Reproduce each line exactly, including spacing and punctuation.

(Location labeling records)

################

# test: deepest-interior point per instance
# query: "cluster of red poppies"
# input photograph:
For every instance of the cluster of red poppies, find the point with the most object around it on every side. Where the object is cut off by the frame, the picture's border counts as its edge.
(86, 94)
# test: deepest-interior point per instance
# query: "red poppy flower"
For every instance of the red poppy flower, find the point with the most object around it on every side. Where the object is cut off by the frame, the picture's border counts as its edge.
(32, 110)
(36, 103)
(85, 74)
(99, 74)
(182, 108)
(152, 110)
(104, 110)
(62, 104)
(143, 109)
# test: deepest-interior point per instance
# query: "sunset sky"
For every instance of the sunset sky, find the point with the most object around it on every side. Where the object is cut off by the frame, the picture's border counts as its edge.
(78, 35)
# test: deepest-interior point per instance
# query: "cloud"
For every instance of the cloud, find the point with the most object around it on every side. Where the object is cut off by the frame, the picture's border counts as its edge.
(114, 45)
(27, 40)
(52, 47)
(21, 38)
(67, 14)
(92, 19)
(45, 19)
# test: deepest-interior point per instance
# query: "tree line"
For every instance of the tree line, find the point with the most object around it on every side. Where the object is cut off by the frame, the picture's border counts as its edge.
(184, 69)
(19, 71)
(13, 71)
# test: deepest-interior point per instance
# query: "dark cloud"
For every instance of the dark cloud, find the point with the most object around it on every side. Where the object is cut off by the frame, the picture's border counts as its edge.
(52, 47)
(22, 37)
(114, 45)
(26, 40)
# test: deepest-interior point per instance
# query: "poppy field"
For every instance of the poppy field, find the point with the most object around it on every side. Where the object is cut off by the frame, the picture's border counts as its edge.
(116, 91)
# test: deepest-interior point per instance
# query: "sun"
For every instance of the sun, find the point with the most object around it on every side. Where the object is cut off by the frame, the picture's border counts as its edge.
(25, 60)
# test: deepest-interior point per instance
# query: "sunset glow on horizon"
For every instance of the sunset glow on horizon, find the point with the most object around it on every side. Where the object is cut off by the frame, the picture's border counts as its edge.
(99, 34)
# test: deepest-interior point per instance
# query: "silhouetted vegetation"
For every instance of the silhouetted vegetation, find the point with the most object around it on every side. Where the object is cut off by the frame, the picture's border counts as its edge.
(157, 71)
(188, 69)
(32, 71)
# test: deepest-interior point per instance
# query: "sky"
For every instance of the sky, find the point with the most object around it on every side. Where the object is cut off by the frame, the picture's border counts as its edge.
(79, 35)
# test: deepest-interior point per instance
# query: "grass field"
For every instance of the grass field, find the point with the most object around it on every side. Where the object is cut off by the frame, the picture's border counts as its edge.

################

Result of this exercise:
# test: deepest-interior point per instance
# query: "cluster of red poppies"
# input photograph:
For every instance of the cluster of red poppies, find the point with the most object around it on every side. Where the object is cut off by the frame, the picture's border counts as its edge.
(86, 94)
# test: deepest-interior point per instance
# query: "red poppy flower"
For every instance of the red poppy flower, find the point with the most object around it on every side. Where the object is cut off by the frame, the picture's border counts as its edge.
(32, 110)
(36, 103)
(85, 74)
(99, 74)
(182, 108)
(152, 110)
(104, 110)
(62, 104)
(143, 109)
# test: deepest-interior point per instance
# query: "sunset sky"
For every instance of the sunset sky, find the point with the most object around it on every side. Where the object is cut off by the frame, the picture's border counts as its edge.
(78, 35)
# test: deepest-interior point per instance
# query: "cloud"
For every instance of the cloud, find the point with the most object around it on every side. Where the object is cut off by the frame, the picture's border counts as its edge.
(114, 45)
(27, 40)
(52, 47)
(21, 38)
(67, 14)
(92, 19)
(45, 19)
# test: deepest-interior point per instance
# query: "tree line"
For every instance of the tree line, find the point with the most object around it on every side. Where the object is cut off by the frame, the picture's border counts as its edge.
(184, 69)
(19, 71)
(13, 71)
# test: deepest-interior point per instance
# query: "dark cloud"
For every instance of the dark cloud, find the point with the most object around it on every side. Where the object is cut off by the frame, the picture's border counts as its edge.
(52, 47)
(22, 37)
(114, 45)
(26, 40)
# test: deepest-interior point per instance
# query: "poppy field"
For every instance of the poppy field, find the point with the most object around it on every side. Where the object is cut off by the frame, the picture's border counts as its edge.
(116, 91)
# test: deepest-interior point per instance
# query: "sun"
For every instance of the sun, find the point with the most object around it on every side. Where the object is cut off by the frame, the picture's border counts as its edge.
(25, 60)
# test: deepest-interior point per instance
# query: "sunset glow on horizon"
For every instance of the sunset glow on horizon, find the point with the most object around it on every side. Where the object is cut off by the frame, the picture's border counts as its edge.
(99, 34)
# test: deepest-interior point per instance
# query: "silhouetted vegetation"
For every instance of the silhouetted vegetation, find the point with the most object around it on every side. Where the object is cut off by the frame, the picture's border counts as its edge.
(157, 71)
(188, 69)
(32, 71)
# test: deepest-interior point per instance
# query: "sky"
For every instance of the sky, find the point with the most object around it on every side. Where the object is cut off by the frame, the picture's border counts as its edge.
(79, 35)
# test: deepest-interior point per instance
# query: "grass field"
For every instance of the grass field, find the point with the most object around it on every side. Where the object is cut off by the frame, the picture's border counts as its edge.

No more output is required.